**Exercise directions:** Continue the news article about Halloween costumes at Yale's Silliman College, starting right after its final sentence.
== Text excerpt ==
Costume appropriation: Will Yale see a repeat of last Halloween?

Printed from: https://newbostonpost.com/2016/09/16/costume-appropriation-will-yale-see-a-repeat-of-last-halloween/

NEW HAVEN, Conn. — Yale University’s Silliman College, which served as ground zero for last fall’s debate over what students can and can’t wear for Halloween else they risk offending someone, will be home to a haunted house this time around.

The Yale Daily News reports that the new head of Silliman College, psychology professor Laurie Santos, has vowed to set up “a haunted house that won’t disappoint,” a move the newspaper notes harkens back to a tradition of hosting haunted houses at Silliman.

The ghosts of Santos’s predecessors, however, might want to remind her to tread lightly when it comes to costume decorum. It was just one year ago that former Associate Head of College Erika Christakis sent an email arguing that it shouldn’t be up to administrators to decide how students should and shouldn’t dress for Halloween.

Christakis in her email challenged whether students might wish to be allowed to “dress themselves.”
===
== Records ==
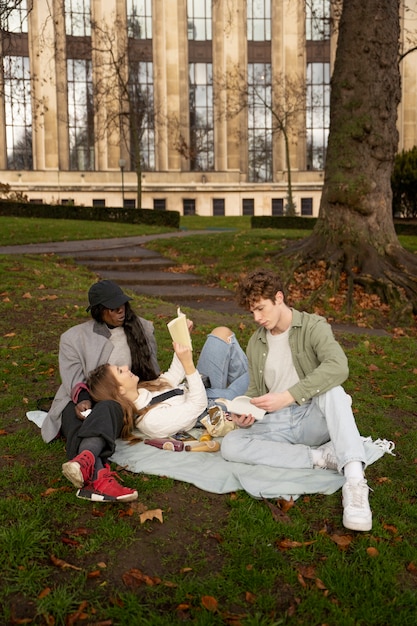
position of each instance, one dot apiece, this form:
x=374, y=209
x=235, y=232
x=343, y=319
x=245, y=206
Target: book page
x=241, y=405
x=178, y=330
===
== Records ==
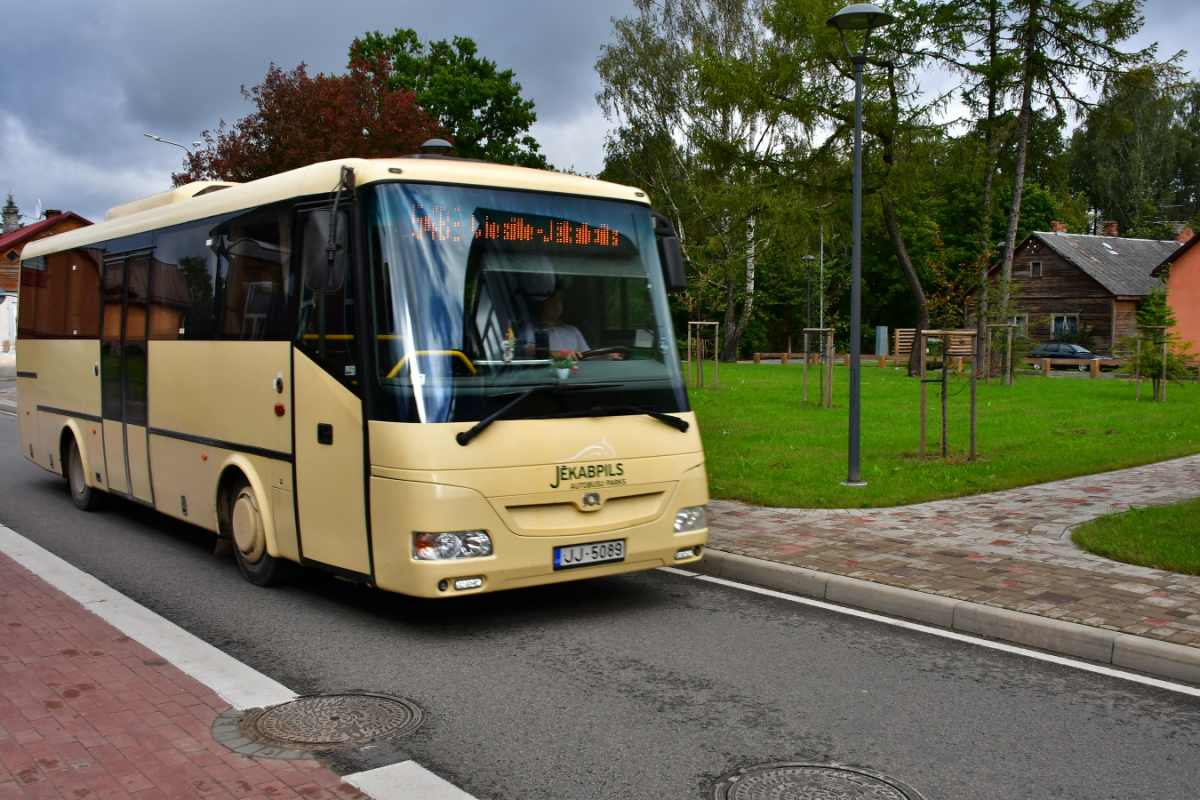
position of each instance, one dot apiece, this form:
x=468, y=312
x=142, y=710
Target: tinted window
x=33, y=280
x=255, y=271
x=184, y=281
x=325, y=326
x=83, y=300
===
**Answer to this exercise:**
“As a former preschool teacher, for example, it is hard for me to give credence to a claim that there is something objectionably ‘appropriative’ about a blonde-haired child’s wanting to be Mulan for a day,” Christakis, who specializes in child development and early education, wrote at the time. “Pretend play is the foundation of most cognitive tasks, and it seems to me that we want to be in the business of encouraging the exercise of imagination, not constraining it.”

Christakis’s email proceeded to go viral, making national headlines, after students angrily protested, culminating in she and her husband’s decision to leave their posts.

A video of Nicholas Christakis attempting to hold a conversation with students and summarily being shouted down by another shrieking student later appeared online:




Incredibly, several students claimed they “no longer felt safe at Silliman,” according to the Daily News.

Recently new, previously unreleased video found its way online. The new footage purports to show exactly what happened in the moments before the shrieking student accosted Christakis:

The new videos were provided this week to Tablet Magazine, an online site that focuses on Jewish student life.

At certain points in the videos, a student can be seen calling Christakis “disgusting” to his face, while other students can be seen crying and sobbing.

As for Santos, the new Silliman College head told the Daily News she intends to “bring a sense of wellness back to the college.”